> [TO DO] Quote, word for word, every line starting at the line that contains "I'd like to know the position of the watermark —" and ending with the last line of the records; include both of these lines and no others.

*** DATA FOR THE TASK ***

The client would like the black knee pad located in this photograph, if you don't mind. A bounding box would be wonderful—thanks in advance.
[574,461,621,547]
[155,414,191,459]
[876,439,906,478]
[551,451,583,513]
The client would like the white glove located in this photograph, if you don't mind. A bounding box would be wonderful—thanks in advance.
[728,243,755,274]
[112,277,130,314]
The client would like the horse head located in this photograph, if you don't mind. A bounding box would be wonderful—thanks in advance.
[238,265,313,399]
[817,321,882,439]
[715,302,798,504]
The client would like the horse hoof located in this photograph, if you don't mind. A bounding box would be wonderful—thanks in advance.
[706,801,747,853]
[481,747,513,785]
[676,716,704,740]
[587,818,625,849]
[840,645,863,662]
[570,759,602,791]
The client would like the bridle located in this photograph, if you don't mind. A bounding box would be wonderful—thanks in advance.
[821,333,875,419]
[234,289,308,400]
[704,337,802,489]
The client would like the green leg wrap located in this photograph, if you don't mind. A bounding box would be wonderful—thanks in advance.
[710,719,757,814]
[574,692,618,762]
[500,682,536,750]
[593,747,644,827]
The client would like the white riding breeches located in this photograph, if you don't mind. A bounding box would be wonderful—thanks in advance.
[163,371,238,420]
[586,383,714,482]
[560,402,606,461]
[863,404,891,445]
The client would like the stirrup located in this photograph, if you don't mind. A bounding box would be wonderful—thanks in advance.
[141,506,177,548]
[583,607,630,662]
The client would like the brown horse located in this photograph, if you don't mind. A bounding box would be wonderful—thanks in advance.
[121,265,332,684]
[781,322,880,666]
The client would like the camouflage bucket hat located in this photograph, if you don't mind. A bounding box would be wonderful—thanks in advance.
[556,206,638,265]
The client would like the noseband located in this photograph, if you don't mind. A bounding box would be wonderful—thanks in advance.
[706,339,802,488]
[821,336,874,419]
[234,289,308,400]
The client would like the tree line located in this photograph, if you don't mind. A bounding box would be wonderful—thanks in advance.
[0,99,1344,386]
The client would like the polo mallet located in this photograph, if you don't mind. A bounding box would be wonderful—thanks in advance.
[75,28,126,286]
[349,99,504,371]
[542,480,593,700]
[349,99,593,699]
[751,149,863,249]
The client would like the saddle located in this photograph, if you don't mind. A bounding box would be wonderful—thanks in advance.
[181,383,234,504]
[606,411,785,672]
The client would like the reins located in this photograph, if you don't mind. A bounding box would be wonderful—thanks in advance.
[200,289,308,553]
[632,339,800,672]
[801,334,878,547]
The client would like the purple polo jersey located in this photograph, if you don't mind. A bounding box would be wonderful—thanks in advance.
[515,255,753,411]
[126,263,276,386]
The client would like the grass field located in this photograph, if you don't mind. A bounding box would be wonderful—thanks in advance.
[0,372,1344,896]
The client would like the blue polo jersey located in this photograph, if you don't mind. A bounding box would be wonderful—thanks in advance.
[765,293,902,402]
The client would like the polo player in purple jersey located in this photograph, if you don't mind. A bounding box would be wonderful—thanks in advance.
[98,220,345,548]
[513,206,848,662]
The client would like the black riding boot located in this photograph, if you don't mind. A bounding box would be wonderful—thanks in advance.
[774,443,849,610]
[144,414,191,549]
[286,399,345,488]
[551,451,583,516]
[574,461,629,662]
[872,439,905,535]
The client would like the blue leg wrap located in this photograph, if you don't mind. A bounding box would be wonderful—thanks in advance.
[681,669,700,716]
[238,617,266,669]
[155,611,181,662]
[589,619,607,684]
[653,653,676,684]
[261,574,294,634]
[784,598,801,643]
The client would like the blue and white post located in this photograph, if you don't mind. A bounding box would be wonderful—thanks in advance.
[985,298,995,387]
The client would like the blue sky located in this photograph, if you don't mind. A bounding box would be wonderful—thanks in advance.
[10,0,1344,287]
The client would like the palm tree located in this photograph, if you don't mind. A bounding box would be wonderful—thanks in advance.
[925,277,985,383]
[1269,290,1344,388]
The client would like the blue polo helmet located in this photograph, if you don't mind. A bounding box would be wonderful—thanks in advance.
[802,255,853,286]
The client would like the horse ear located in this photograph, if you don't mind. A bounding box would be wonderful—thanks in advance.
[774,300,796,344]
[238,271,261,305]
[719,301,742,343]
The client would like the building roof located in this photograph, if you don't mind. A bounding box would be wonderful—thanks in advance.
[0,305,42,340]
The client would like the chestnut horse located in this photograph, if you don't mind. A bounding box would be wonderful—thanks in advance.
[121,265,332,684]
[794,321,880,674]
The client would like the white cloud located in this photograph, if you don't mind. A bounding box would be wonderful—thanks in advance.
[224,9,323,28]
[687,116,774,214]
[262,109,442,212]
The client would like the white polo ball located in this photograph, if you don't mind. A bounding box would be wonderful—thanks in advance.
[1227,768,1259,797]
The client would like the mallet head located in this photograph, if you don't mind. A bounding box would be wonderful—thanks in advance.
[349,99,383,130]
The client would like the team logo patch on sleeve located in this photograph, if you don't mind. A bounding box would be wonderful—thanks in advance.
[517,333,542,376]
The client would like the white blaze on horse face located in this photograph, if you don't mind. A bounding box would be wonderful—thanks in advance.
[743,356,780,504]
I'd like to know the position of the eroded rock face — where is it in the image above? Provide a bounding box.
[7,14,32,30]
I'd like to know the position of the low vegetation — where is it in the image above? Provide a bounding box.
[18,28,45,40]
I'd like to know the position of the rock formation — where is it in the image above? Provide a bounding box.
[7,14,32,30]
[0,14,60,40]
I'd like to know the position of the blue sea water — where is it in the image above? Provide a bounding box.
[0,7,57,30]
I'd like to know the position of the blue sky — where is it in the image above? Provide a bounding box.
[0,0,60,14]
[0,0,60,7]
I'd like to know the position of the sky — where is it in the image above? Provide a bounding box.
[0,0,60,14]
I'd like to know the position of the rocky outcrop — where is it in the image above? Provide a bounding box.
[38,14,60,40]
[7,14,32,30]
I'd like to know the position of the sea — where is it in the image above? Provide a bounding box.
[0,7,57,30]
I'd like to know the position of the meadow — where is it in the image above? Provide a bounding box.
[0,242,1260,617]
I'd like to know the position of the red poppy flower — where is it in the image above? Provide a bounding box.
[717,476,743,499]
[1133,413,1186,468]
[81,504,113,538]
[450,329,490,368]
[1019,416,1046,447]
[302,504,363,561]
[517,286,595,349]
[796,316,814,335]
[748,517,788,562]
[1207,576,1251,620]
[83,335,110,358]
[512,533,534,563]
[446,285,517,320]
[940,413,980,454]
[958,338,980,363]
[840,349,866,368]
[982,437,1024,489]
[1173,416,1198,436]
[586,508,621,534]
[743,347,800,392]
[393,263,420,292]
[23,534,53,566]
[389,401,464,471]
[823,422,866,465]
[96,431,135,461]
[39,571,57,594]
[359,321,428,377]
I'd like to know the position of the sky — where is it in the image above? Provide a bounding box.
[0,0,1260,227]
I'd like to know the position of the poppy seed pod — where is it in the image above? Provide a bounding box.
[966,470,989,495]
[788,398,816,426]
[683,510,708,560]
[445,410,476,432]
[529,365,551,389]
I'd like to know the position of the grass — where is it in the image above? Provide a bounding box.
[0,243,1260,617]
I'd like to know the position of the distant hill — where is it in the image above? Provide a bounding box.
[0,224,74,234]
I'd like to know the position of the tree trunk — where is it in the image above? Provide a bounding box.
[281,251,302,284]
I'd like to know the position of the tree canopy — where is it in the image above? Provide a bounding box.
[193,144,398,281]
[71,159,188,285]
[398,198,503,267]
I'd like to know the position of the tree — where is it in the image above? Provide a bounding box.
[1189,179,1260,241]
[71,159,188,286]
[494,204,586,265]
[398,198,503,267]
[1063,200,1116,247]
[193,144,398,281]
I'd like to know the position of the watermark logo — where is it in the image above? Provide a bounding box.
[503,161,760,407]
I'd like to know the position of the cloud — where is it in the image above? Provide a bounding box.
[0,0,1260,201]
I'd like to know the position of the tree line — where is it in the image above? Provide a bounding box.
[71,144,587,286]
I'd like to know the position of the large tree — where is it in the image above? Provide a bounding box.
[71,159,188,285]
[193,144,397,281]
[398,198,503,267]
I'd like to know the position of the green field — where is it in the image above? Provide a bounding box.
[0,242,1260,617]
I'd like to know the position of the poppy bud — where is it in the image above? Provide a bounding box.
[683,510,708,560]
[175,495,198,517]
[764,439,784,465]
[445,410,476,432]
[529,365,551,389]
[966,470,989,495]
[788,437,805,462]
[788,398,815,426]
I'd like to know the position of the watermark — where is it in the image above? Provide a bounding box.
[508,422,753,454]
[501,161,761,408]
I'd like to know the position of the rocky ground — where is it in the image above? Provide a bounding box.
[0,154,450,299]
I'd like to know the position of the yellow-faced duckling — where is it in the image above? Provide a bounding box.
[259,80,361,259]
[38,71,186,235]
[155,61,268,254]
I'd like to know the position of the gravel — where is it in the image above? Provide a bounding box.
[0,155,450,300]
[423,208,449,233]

***

> [WRITTEN REPLY]
I'd like to know the position of the watermark — where is it in the image above? Provide a bounding box.
[508,422,753,454]
[501,161,761,408]
I'd like to know the position of the rocky ground — where is it in the image above? Provide a bounding box.
[0,154,450,299]
I'd like to know the position of the yellow-faced duckling — where is it in the image above? Provide a bounding box.
[259,80,361,259]
[38,71,186,235]
[155,61,268,254]
I'd like to know the position of the gravel — where is it in the image above? Provide a bounding box.
[0,155,450,300]
[423,208,449,233]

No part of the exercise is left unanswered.